= GIVEN TASK =
From the line containing "conifer tree. Overlapping instances should get separate boxes." through the last line of the data, return those lines exactly as written and nothing more.

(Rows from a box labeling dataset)
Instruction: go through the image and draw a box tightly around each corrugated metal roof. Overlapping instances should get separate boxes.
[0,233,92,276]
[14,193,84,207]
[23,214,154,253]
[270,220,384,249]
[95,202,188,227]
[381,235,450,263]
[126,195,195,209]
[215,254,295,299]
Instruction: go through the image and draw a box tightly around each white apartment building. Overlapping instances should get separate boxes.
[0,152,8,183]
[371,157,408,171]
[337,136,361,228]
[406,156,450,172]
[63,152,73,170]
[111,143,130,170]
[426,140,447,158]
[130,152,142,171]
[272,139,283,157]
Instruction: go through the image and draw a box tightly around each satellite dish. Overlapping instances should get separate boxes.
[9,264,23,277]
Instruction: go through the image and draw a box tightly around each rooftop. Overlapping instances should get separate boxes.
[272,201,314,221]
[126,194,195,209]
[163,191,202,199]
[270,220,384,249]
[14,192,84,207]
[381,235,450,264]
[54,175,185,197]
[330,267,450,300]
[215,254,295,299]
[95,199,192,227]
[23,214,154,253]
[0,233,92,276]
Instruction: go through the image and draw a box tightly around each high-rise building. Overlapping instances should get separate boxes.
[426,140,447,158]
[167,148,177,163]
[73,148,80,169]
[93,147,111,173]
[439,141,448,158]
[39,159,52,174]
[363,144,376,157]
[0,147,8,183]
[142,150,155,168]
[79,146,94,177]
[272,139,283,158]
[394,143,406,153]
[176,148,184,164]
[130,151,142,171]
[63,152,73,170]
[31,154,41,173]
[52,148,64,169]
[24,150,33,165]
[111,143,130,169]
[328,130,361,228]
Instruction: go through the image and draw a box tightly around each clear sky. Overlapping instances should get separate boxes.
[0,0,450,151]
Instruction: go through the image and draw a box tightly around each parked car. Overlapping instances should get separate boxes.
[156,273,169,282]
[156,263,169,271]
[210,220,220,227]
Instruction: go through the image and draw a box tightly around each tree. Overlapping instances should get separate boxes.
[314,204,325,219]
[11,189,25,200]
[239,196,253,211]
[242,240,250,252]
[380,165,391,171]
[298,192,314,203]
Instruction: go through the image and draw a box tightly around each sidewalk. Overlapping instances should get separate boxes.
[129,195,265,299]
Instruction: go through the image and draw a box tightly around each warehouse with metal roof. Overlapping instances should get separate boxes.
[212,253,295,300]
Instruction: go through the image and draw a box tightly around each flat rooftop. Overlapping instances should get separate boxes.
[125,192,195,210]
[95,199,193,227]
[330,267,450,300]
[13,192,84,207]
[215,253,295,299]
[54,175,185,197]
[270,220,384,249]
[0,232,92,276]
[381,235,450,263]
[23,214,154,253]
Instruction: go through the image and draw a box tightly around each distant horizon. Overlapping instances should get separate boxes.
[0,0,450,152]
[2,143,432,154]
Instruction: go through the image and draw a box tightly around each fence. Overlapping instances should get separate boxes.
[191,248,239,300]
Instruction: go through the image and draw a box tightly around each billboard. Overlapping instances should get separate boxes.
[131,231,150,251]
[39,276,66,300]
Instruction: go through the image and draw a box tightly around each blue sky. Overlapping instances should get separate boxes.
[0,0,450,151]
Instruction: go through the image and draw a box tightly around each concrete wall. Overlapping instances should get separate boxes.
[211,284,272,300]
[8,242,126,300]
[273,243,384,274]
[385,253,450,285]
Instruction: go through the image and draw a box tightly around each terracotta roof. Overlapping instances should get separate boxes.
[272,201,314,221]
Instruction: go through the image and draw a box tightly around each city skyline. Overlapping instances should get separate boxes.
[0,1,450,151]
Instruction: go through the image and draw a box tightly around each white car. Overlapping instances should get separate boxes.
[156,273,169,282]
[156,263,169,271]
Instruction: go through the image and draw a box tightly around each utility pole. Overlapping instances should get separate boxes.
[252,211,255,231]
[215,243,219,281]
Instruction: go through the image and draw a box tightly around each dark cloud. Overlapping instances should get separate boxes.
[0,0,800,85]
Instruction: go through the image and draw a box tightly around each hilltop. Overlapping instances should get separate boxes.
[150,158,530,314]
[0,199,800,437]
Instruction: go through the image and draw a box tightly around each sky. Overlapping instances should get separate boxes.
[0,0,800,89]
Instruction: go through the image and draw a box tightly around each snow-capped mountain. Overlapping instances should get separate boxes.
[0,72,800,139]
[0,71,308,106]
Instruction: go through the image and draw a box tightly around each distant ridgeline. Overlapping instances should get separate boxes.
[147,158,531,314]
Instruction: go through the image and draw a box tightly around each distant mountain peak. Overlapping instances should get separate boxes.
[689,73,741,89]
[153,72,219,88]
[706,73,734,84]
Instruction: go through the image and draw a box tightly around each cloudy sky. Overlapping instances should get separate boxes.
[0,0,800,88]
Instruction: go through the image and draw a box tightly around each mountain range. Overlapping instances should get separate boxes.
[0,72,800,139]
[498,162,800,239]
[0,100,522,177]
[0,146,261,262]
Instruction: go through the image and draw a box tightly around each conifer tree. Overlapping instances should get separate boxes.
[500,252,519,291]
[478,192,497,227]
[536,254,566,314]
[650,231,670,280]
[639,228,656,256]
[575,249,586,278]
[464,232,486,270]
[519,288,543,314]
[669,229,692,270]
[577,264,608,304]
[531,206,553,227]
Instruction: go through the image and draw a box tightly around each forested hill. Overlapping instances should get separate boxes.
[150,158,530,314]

= COMPLETED TASK =
Instruction: go through the image and draw a box tightly around each conifer tree. Overlapping instances should get separate boxes.
[500,252,519,291]
[478,192,497,227]
[536,254,566,314]
[650,231,670,280]
[639,228,656,256]
[575,249,586,278]
[464,232,486,270]
[519,288,543,314]
[669,229,692,270]
[577,264,608,304]
[531,206,553,227]
Instruction: go through the image and draw a box tightly around each forested hill. Overlapping instances should get separate boxes.
[150,158,530,314]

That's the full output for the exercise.